MATERIAL FOR THIS EXERCISE =>
--------------------

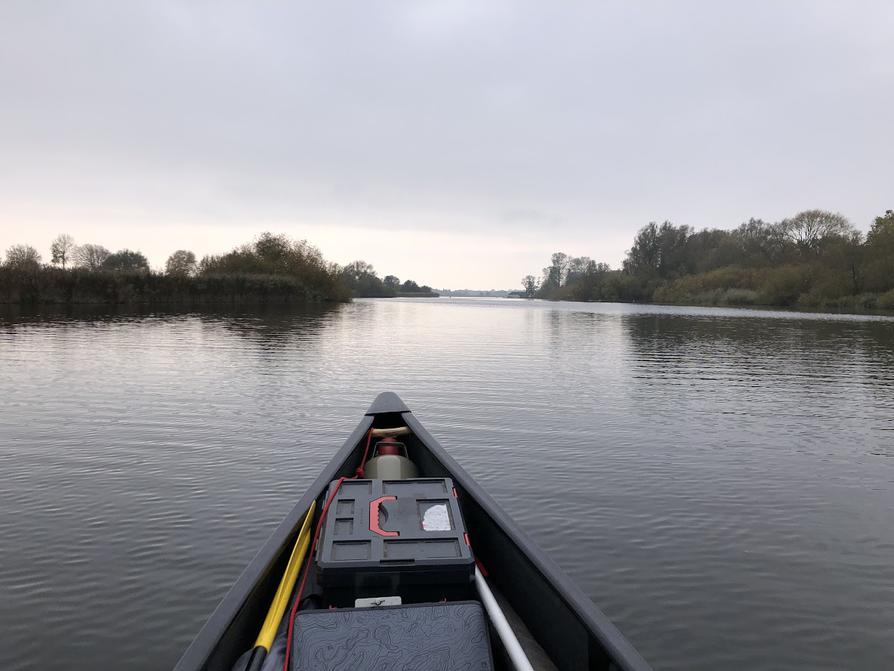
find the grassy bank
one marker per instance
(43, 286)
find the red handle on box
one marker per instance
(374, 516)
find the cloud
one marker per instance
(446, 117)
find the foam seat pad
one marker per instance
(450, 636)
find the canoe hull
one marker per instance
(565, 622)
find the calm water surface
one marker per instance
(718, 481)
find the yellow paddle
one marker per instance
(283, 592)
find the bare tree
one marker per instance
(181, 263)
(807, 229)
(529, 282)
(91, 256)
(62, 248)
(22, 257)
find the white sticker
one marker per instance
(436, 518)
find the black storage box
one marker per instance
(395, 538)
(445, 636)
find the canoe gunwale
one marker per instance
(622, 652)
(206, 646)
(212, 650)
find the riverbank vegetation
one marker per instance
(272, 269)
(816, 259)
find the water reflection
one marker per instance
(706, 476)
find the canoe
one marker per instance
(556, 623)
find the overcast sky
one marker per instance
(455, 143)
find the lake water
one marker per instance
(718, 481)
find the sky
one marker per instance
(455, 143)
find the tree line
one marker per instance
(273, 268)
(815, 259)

--------------------

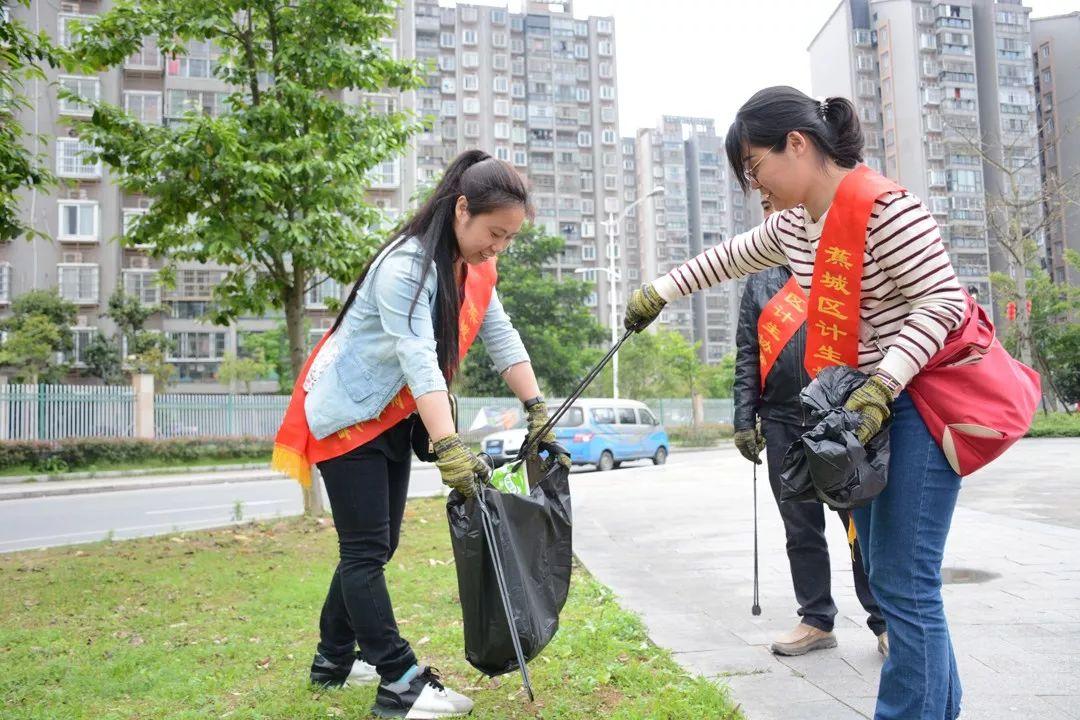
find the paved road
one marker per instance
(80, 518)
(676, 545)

--------------------

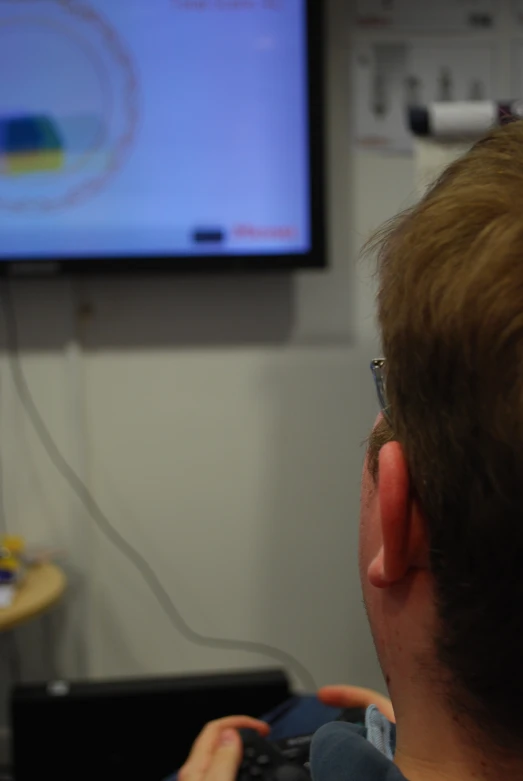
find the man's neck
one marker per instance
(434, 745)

--------------------

Pull out each line in the records that contains the word "water". Case counts.

find the calm water surface
find the water reflection
find the lake water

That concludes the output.